■ **Objective**:
Retype each of the following records exactly, with every line kept as it is.
** start of Stored rows **
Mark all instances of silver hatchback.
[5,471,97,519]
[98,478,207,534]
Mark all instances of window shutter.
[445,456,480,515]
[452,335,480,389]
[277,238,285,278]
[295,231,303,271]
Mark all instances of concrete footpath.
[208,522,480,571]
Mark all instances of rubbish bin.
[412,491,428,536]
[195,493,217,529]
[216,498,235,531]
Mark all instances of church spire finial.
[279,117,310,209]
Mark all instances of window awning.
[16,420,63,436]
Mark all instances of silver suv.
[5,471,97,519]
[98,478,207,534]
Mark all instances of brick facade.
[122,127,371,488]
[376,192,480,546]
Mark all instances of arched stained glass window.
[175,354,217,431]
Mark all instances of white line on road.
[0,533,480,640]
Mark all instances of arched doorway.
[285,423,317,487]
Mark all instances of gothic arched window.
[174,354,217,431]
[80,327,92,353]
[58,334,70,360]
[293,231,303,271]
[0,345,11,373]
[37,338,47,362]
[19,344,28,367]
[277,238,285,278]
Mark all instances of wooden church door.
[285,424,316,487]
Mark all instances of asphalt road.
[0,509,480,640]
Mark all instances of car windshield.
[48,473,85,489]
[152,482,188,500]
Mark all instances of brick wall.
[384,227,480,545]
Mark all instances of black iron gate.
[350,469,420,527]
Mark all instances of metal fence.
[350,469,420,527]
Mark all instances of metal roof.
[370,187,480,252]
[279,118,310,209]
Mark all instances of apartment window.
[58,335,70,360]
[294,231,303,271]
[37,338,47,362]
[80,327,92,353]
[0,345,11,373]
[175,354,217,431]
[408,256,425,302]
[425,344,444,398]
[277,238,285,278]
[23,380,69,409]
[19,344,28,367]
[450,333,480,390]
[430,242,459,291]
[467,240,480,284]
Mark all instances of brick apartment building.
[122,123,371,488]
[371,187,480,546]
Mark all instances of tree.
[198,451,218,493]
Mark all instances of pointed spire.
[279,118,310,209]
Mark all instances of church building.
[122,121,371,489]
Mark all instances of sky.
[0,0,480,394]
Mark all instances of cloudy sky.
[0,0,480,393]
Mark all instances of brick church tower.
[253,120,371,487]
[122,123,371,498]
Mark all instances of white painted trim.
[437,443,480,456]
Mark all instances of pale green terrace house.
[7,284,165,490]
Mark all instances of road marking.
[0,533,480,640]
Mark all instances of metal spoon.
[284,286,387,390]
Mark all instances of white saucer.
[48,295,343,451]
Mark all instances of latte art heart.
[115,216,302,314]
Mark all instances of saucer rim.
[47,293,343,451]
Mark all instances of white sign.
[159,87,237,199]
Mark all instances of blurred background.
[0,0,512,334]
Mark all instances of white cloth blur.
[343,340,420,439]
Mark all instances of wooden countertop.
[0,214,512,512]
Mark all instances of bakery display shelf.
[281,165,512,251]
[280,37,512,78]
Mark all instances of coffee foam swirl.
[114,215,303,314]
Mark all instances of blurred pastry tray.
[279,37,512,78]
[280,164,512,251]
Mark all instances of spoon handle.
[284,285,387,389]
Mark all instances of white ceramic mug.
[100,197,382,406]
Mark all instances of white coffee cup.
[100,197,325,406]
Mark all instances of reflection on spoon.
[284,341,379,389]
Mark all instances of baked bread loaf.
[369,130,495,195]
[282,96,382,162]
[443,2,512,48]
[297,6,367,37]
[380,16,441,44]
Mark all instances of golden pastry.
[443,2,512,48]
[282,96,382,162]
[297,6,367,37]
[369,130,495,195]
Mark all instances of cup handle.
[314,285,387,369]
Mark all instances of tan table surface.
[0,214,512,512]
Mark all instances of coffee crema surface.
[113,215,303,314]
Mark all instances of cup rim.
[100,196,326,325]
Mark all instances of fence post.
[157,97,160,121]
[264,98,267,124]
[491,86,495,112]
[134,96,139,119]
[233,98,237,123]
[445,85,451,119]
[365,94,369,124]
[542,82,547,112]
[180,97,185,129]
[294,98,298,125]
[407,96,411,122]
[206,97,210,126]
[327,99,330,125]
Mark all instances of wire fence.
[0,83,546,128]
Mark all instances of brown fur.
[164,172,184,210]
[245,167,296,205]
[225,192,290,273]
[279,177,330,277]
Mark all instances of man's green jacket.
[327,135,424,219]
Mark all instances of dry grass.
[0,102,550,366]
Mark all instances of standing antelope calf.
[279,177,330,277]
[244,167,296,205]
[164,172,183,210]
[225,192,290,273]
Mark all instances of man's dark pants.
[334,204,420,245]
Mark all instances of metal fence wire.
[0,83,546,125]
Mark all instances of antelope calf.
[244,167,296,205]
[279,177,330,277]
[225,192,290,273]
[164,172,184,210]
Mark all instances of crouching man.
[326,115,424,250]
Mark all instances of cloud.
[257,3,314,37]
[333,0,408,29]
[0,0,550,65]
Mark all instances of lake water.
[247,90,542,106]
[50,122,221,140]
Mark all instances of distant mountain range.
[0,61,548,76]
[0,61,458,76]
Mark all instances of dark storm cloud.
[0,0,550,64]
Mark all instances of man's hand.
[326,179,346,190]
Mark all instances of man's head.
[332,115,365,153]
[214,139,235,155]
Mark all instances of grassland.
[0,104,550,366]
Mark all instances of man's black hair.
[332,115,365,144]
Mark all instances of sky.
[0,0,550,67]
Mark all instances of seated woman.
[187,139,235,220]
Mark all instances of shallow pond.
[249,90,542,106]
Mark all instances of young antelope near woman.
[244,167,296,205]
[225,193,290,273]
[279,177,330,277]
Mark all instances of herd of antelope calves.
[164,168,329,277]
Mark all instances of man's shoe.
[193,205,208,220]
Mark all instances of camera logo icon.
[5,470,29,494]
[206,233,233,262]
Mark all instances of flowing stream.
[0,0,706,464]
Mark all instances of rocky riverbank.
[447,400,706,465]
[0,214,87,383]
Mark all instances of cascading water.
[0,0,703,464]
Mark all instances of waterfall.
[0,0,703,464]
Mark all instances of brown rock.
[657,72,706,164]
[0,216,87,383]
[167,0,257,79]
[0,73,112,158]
** end of Stored rows **
■ **Exercise answer**:
Mark all instances of silver hatchback.
[5,471,97,519]
[98,478,207,534]
Mark all instances of window shutter.
[445,456,480,515]
[452,335,480,389]
[277,238,285,278]
[295,231,303,271]
Mark all instances of concrete footpath.
[208,522,480,571]
Mark all instances of rubbish bin.
[412,491,428,536]
[195,493,217,529]
[216,498,235,531]
Mark all instances of church spire finial.
[279,117,310,209]
Mark all instances of window awning.
[16,420,63,436]
Mark all instances of silver suv.
[5,471,97,519]
[98,478,207,534]
Mark all instances of brick facade.
[122,127,371,488]
[376,192,480,546]
Mark all instances of arched stained glass window.
[175,354,217,431]
Mark all instances of white line on road.
[0,533,480,640]
Mark all instances of arched doorway.
[285,423,317,487]
Mark all instances of gothic arched window.
[174,354,217,431]
[80,327,92,353]
[58,334,70,360]
[293,231,303,271]
[0,345,11,373]
[37,338,47,362]
[19,344,28,367]
[277,238,285,278]
Mark all instances of wooden church door.
[285,424,316,487]
Mark all instances of asphalt road.
[0,509,480,640]
Mark all instances of car windshield.
[48,473,85,489]
[152,482,188,500]
Mark all instances of brick wall.
[384,227,480,545]
Mark all instances of black iron gate.
[350,469,420,527]
Mark all instances of metal fence.
[350,469,420,527]
Mark all instances of metal roof.
[370,187,480,252]
[279,118,310,209]
Mark all instances of apartment window.
[58,335,70,360]
[294,231,303,271]
[37,338,47,362]
[80,327,92,353]
[0,345,11,373]
[175,354,217,431]
[408,256,425,302]
[425,344,444,398]
[277,238,285,278]
[23,380,69,409]
[19,344,28,367]
[450,333,480,390]
[430,242,459,291]
[467,240,480,284]
Mark all instances of brick apartment building.
[122,123,371,488]
[371,187,480,546]
Mark all instances of tree.
[198,451,218,493]
Mark all instances of pointed spire.
[279,118,310,209]
Mark all instances of church building.
[122,121,371,489]
Mark all instances of sky.
[0,0,480,394]
Mark all instances of cloudy sky.
[0,0,480,393]
Mark all instances of brick church tower.
[253,120,371,487]
[122,123,371,498]
Mark all instances of white painted trim.
[437,443,480,456]
Mark all instances of pale green terrace house.
[7,284,165,490]
Mark all instances of road marking.
[0,533,480,640]
Mark all instances of metal spoon.
[284,286,387,390]
Mark all instances of white saucer.
[48,295,343,451]
Mark all instances of latte art heart.
[115,216,302,314]
Mark all instances of saucer rim.
[47,293,343,451]
Mark all instances of white sign.
[159,87,237,199]
Mark all instances of blurred background.
[0,0,512,334]
Mark all instances of white cloth blur.
[343,340,420,439]
Mark all instances of wooden countertop.
[0,214,512,512]
Mark all instances of bakery display shelf.
[281,165,512,251]
[280,37,512,78]
Mark all instances of coffee foam swirl.
[114,215,303,314]
Mark all instances of blurred pastry tray.
[279,37,512,78]
[280,164,512,251]
Mark all instances of spoon handle.
[284,285,387,389]
Mark all instances of white ceramic mug.
[100,197,382,406]
Mark all instances of white coffee cup.
[100,197,325,406]
Mark all instances of reflection on spoon.
[284,341,379,389]
Mark all instances of baked bread loaf.
[369,130,495,195]
[282,96,382,162]
[443,2,512,48]
[297,6,367,37]
[380,16,441,44]
Mark all instances of golden pastry.
[443,2,512,48]
[282,96,382,162]
[297,6,367,37]
[369,130,495,195]
Mark all instances of cup handle.
[314,285,387,369]
Mark all instances of tan table surface.
[0,214,512,512]
Mark all instances of coffee crema surface.
[113,215,303,314]
Mark all instances of cup rim.
[100,196,326,325]
Mark all instances of fence post.
[157,97,160,121]
[264,98,267,124]
[491,86,495,112]
[134,96,139,119]
[233,98,237,123]
[445,85,451,119]
[365,94,369,124]
[542,82,547,112]
[180,97,185,129]
[294,98,298,125]
[407,96,411,122]
[206,97,210,126]
[327,99,330,125]
Mark all instances of wire fence.
[0,83,546,128]
Mark all instances of brown fur.
[164,172,184,210]
[245,167,296,205]
[225,192,290,273]
[279,177,330,277]
Mark all instances of man's green jacket.
[327,135,424,219]
Mark all instances of dry grass.
[0,102,550,366]
Mark all instances of standing antelope calf.
[279,177,330,277]
[244,167,296,205]
[164,172,183,210]
[225,192,290,273]
Mark all instances of man's dark pants.
[334,204,420,245]
Mark all instances of metal fence wire.
[0,83,546,125]
Mark all instances of antelope calf.
[244,167,296,205]
[279,177,330,277]
[225,192,290,273]
[164,172,184,210]
Mark all instances of crouching man.
[326,115,424,250]
Mark all instances of cloud.
[257,3,314,37]
[333,0,408,29]
[0,0,550,65]
Mark all instances of lake water.
[247,90,542,106]
[50,122,221,140]
Mark all instances of distant mountain range.
[0,61,548,76]
[0,61,458,76]
Mark all instances of dark storm cloud.
[0,0,550,64]
Mark all instances of man's hand.
[326,179,346,190]
Mark all instances of man's head.
[332,115,365,153]
[214,139,235,155]
Mark all instances of grassland.
[0,104,550,366]
Mark all instances of man's black hair.
[332,115,365,144]
Mark all instances of sky.
[0,0,550,67]
Mark all instances of seated woman.
[187,139,235,220]
Mark all instances of shallow pond.
[249,90,542,106]
Mark all instances of young antelope near woman.
[244,167,296,205]
[225,193,290,273]
[279,177,330,277]
Mark all instances of herd of antelope calves.
[164,168,329,277]
Mark all instances of man's shoe.
[193,205,208,220]
Mark all instances of camera logo icon.
[5,470,29,494]
[206,233,233,262]
Mark all instances of flowing stream.
[0,0,706,464]
Mark all instances of rocky riverbank.
[447,400,706,465]
[0,214,87,383]
Mark all instances of cascading water.
[0,0,703,464]
Mark all instances of waterfall.
[0,0,703,464]
Mark all instances of brown rock.
[657,72,706,164]
[0,216,87,383]
[167,0,257,79]
[0,73,112,158]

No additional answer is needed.